▶ _Exercise passage_
* * * *

Initially the Convention -in force as of May 5, 1992- was criticized by environmental groups because it failed to effectively ban toxic waste exports to poor countries, succeeding only in excluding Antarctica as a destination for such waste. In 1995, however, and as a result of pressure exerted by several countries and environmental groups, an amendment to the Convention was introduced, prohibiting all exports of contaminating material. This ban will only enter into force when the amendment is ratified by 62 of the countries party to the Convention (as of May 2003, 36 countries had already done so). In any event, the scope of the Convention is severely limited by the fact that the United States, the largest toxic residue producer in the world, is not among the signatories.
The prohibition on toxic waste exports involves reducing toxic waste generation to a minimum and ensuring that the disposal of any waste produced is done in an environmentally sound way, and as near as possible to the source of generation. The aim of banning waste producing countries from exporting their waste to developing countries, for low-cost recovery, recycling or disposal purposes, is to stimulate these countries to produce clean technologies. Industrialized countries produce nearly 80% of the 400 million generated annually in the world, and they export 10% of that proportion, for the most part to underdeveloped countries in dire economic straits. For years, Latin America -and in particular southern countries like Paraguay or Argentina- was used by industrialized countries as a garbage dump, leading some of these countries to be among the most active promoters of ratification. Notwithstanding which, bilateral treaties excluded from the Convention have enabled violations of its provisions, such as the intention to import Australian nuclear waste to Argentina, allegedly for treatment and removal.

* * * *

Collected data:

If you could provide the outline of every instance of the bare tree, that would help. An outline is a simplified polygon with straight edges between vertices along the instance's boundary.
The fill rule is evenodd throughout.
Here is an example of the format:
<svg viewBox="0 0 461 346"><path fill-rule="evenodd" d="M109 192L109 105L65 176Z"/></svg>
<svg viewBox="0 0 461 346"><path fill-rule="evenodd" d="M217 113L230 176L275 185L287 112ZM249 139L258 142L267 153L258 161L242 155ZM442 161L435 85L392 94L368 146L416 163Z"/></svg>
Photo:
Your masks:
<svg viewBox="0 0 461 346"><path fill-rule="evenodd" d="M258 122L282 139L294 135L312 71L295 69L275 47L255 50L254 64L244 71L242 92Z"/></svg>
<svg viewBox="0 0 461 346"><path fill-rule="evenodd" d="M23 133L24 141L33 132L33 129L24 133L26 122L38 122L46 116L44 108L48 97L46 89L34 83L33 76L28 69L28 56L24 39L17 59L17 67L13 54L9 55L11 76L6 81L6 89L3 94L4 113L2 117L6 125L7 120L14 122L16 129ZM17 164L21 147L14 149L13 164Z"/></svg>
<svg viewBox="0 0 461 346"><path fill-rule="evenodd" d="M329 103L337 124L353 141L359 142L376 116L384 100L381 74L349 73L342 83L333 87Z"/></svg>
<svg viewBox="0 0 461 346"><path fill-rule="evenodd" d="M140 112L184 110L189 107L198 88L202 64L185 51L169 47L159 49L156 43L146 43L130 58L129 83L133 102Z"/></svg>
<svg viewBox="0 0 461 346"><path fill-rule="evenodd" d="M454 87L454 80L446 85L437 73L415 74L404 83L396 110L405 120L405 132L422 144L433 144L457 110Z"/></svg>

* * * *

▶ _Exercise requirements_
**a)** According to the passage on the toxic waste convention, on what date did the Convention enter into force?
**b)** Carry on the passage on the toxic waste convention from its final sentence.
These records come from a separate source, unrelated to the passage.

▶ _Answers to each task_
**a)** May 5, 1992.

**b)**
In spite of the restrictions imposed by environmental groups regarding toxic waste destination, not only has the volume of residues generated not gone down, over the last few years it has gone up, and this increase has not been accompanied by the implementation of effective waste recycling or resource conservation techniques.
In May 2003, more than 100 countries have agreed to fund a first batch of 15 projects ranging from preventing illegal shipments of dangerous material to improving the operation of landfills, as part of a new 10-year strategic plan of the Basel Convention.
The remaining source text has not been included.